### Assignment
Each line from the one containing "Question. Mark every instance of the baby's forehead" to the final line of the listing below must be transcribed exactly; all others are left out.

### Provided data
───
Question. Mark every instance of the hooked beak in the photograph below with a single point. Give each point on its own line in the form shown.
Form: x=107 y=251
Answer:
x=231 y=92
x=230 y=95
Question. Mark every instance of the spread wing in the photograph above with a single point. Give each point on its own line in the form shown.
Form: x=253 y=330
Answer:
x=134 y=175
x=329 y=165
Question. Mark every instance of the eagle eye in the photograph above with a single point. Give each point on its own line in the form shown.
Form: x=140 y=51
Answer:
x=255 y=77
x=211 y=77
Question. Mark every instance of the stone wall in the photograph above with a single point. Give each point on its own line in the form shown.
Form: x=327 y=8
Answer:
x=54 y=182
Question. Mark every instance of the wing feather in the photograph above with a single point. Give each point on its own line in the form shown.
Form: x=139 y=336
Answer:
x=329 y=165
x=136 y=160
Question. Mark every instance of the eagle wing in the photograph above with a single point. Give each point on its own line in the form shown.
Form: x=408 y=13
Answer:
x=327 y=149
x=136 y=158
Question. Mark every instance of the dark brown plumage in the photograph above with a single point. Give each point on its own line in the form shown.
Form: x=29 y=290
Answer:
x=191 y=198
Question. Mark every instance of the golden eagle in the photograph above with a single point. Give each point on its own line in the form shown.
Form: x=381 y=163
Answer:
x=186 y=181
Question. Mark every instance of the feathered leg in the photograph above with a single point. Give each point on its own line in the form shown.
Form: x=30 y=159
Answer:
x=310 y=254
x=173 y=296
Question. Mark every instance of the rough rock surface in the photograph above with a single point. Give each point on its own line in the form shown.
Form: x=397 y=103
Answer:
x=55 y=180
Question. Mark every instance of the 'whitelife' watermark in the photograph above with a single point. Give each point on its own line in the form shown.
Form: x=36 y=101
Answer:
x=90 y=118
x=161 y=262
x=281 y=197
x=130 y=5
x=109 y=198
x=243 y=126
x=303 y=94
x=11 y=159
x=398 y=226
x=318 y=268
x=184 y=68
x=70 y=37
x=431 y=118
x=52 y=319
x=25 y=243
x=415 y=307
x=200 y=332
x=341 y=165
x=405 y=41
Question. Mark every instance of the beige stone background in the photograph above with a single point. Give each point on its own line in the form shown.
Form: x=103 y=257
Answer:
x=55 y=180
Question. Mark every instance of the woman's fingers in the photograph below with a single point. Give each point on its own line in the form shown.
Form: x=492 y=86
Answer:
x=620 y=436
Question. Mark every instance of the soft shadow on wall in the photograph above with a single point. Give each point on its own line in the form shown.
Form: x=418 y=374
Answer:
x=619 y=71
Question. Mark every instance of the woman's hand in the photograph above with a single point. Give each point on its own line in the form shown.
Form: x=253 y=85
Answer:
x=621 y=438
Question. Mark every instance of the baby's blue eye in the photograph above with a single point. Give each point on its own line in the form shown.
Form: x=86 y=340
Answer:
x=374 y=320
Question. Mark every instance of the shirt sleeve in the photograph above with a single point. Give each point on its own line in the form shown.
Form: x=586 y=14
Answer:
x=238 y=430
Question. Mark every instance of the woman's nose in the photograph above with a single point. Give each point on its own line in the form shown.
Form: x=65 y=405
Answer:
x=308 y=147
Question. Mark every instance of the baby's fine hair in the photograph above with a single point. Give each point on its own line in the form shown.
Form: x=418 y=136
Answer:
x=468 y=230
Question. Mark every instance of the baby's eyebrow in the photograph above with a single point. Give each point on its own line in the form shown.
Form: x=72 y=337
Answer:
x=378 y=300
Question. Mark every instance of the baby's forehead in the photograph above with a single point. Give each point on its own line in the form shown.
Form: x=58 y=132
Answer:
───
### Solution for this exercise
Question. Mark every instance of the baby's forehead in the photograph above with a single point. Give each point on its own line in the form shown.
Form: x=58 y=132
Answer:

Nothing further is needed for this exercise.